(Object detection data)
..........
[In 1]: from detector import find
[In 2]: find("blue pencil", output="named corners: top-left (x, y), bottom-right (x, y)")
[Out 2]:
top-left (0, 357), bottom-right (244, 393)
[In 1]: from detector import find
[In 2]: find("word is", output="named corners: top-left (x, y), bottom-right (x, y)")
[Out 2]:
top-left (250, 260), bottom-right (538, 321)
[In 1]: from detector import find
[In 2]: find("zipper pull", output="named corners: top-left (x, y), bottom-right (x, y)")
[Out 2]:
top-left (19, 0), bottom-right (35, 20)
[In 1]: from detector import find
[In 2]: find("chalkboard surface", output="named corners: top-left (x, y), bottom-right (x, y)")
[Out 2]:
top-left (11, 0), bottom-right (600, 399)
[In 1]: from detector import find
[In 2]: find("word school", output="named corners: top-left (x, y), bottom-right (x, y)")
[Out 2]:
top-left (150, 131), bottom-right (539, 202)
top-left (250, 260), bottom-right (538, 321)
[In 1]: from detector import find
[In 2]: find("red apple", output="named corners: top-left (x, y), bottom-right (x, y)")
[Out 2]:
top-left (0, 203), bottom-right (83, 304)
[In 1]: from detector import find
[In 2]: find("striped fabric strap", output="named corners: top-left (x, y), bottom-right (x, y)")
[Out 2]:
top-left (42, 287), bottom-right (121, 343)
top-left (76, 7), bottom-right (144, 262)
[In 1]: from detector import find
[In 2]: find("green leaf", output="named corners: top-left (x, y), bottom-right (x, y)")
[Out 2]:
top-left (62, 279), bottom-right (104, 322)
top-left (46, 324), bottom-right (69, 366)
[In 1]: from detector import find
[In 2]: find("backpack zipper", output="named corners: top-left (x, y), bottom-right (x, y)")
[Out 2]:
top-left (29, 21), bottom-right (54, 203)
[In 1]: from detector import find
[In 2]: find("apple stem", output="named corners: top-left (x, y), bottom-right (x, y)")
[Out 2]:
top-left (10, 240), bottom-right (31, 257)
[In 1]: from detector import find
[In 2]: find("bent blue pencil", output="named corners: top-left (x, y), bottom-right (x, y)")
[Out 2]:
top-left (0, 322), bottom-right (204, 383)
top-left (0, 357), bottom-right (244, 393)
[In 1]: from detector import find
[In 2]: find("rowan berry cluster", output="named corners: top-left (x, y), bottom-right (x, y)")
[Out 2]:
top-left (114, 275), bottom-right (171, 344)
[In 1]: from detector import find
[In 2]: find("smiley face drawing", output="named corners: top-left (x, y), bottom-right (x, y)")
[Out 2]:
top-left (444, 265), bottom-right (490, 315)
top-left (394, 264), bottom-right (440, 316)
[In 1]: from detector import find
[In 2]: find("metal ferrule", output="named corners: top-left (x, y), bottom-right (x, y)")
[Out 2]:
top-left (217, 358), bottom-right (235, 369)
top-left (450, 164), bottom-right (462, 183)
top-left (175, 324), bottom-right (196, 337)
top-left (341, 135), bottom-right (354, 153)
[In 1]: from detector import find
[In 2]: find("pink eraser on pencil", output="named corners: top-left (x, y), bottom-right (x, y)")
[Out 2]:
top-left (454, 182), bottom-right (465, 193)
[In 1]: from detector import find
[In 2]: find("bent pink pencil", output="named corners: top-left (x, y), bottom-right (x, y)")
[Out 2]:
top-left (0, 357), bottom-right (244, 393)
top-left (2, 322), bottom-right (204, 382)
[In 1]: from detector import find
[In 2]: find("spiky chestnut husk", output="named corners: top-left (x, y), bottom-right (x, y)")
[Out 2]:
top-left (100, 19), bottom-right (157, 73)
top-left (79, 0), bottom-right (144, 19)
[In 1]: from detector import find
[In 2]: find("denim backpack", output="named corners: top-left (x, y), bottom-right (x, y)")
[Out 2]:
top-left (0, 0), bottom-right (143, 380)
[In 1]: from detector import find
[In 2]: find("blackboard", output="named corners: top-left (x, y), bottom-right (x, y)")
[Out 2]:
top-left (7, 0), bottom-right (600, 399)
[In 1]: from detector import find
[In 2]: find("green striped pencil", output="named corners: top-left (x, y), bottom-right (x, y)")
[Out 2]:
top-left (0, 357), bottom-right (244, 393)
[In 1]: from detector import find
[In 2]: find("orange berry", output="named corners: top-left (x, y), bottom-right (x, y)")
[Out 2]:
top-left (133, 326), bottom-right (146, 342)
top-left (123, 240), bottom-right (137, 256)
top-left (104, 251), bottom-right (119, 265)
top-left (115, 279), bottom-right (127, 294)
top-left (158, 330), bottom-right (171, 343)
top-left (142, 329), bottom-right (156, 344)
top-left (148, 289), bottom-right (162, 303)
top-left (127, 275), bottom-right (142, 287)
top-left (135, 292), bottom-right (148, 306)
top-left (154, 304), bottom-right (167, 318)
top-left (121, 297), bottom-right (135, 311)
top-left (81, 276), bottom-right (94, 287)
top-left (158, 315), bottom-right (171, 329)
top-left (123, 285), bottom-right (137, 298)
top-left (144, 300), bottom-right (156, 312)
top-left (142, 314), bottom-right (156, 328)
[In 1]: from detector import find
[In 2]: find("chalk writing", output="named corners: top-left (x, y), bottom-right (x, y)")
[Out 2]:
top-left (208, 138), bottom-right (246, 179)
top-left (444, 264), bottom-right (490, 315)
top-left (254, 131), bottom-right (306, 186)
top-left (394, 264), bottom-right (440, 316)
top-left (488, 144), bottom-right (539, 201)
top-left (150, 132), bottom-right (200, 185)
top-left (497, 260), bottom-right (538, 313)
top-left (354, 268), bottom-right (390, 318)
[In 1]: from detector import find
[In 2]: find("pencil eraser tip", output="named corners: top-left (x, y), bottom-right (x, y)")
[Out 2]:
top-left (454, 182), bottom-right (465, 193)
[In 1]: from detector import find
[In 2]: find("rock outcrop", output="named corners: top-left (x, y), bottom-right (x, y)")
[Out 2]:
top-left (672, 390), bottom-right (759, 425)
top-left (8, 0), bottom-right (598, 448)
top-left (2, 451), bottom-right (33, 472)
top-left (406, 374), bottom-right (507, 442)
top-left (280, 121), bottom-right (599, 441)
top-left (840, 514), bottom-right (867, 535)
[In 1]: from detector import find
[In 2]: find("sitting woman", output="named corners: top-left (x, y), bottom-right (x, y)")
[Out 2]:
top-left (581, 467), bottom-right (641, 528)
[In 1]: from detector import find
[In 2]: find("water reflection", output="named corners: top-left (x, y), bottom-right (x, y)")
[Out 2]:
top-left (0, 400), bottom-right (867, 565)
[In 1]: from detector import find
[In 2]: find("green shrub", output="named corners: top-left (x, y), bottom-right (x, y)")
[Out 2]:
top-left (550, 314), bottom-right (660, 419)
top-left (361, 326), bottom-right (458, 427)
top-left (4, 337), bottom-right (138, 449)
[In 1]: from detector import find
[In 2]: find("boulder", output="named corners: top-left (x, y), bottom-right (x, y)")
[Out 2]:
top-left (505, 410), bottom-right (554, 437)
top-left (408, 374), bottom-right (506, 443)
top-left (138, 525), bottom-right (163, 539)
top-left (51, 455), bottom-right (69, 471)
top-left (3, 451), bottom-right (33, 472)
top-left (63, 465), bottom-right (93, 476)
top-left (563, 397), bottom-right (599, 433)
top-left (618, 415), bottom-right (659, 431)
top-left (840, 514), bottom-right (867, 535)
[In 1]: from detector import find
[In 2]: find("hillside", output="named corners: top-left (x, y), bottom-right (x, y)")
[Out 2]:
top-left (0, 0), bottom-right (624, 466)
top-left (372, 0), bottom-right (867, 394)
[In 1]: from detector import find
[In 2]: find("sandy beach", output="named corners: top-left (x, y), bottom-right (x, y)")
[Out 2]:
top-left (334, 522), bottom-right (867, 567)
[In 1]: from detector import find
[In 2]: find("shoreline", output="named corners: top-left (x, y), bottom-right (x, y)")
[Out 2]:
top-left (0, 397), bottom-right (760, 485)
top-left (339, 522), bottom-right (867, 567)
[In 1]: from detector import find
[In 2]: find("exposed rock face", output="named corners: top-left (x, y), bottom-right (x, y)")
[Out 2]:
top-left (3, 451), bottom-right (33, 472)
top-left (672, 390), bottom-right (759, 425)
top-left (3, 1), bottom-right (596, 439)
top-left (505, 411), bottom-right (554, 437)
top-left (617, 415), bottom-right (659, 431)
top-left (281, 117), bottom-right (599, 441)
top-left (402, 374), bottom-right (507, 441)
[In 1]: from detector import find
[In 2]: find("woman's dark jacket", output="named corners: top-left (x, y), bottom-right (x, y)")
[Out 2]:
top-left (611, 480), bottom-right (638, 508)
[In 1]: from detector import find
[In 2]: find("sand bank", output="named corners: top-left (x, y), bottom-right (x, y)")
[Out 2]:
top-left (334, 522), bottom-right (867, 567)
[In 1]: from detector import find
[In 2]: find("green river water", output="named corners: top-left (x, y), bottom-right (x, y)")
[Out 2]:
..........
> _GIVEN EXERCISE_: Count the lines in the records above that contain the string "apple", treating uppercase and lowercase letters as different. Reply with the number alone.

> _SOLUTION FOR THIS PROBLEM_: 2